Wiener Seitan-Schnitzel an lauwarmem Kartoffelsalat

Leben ohne Fleisch geht gut, ohne Wiener Schnitzel kann es ganz schön schwer sein, besonders in der klassischen Kombination mit lauwarmem Kartoffelsalat. Ermutigend ist aber, dass unter allen Fleischersatzprodukten im Supermarktregal das vegane Schnitzel erstaunlich gut schmeckt. Und doch bleibt es ein Fertigprodukt, muss man eigentlich nicht haben.

### Entnommenes Material
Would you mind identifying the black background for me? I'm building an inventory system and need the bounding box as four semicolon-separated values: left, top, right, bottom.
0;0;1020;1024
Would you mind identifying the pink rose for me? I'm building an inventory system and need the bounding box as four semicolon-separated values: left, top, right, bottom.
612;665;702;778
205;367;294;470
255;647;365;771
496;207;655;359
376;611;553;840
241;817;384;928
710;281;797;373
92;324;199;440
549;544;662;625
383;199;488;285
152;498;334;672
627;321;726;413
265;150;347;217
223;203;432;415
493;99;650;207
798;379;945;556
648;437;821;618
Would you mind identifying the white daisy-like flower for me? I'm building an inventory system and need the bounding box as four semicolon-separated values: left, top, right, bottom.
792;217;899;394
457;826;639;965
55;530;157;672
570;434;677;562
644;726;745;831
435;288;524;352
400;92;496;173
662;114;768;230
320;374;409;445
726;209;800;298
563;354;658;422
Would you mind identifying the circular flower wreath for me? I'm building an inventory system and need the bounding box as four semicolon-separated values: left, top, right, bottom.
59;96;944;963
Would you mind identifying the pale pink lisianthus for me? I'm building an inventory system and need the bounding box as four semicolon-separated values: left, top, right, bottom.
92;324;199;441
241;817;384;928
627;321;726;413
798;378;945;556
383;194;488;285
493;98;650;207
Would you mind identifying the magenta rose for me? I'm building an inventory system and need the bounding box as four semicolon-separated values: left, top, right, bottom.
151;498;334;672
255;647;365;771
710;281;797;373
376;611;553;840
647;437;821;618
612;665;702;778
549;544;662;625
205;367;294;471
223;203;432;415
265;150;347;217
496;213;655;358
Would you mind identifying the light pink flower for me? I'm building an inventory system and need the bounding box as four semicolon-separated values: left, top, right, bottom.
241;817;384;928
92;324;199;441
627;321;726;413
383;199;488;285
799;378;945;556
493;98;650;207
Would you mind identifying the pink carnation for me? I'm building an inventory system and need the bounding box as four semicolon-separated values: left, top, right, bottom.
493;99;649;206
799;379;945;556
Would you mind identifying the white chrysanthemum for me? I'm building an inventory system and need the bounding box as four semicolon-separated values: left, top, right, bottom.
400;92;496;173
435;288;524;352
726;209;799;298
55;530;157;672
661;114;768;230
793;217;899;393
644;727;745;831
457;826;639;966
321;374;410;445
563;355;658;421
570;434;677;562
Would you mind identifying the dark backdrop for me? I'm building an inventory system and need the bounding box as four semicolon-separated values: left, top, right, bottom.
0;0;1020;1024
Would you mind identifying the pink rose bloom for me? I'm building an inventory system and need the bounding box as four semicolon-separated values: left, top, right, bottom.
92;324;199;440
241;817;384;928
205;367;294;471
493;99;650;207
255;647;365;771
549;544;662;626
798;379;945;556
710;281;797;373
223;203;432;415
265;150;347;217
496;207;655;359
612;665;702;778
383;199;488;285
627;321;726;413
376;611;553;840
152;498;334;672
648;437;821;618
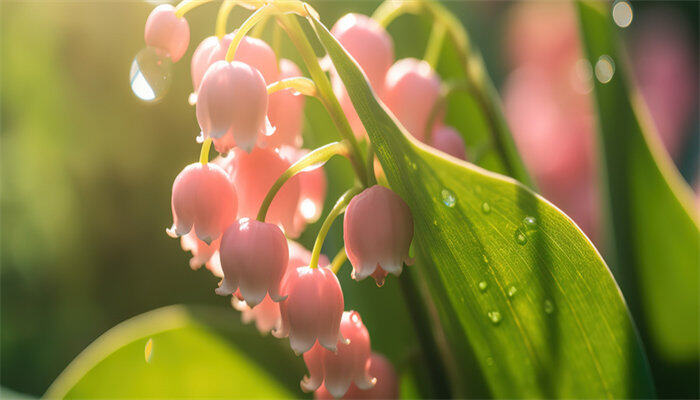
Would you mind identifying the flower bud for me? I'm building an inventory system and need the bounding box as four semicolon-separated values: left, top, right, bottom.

### Aufgabe
Beantworte anhand des Textes zum Seitan-Schnitzel diese Fragen:
(a) Woraus ist das Schnitzel laut Überschrift gemacht?
(b) Mit welcher Beilage bildet das Wiener Schnitzel die klassische Kombination?
(c) Was bleibt das vegane Schnitzel aus dem Supermarktregal trotz seines Geschmacks?

### Lösung
(a) Aus Seitan.
(b) Mit lauwarmem Kartoffelsalat.
(c) Ein Fertigprodukt.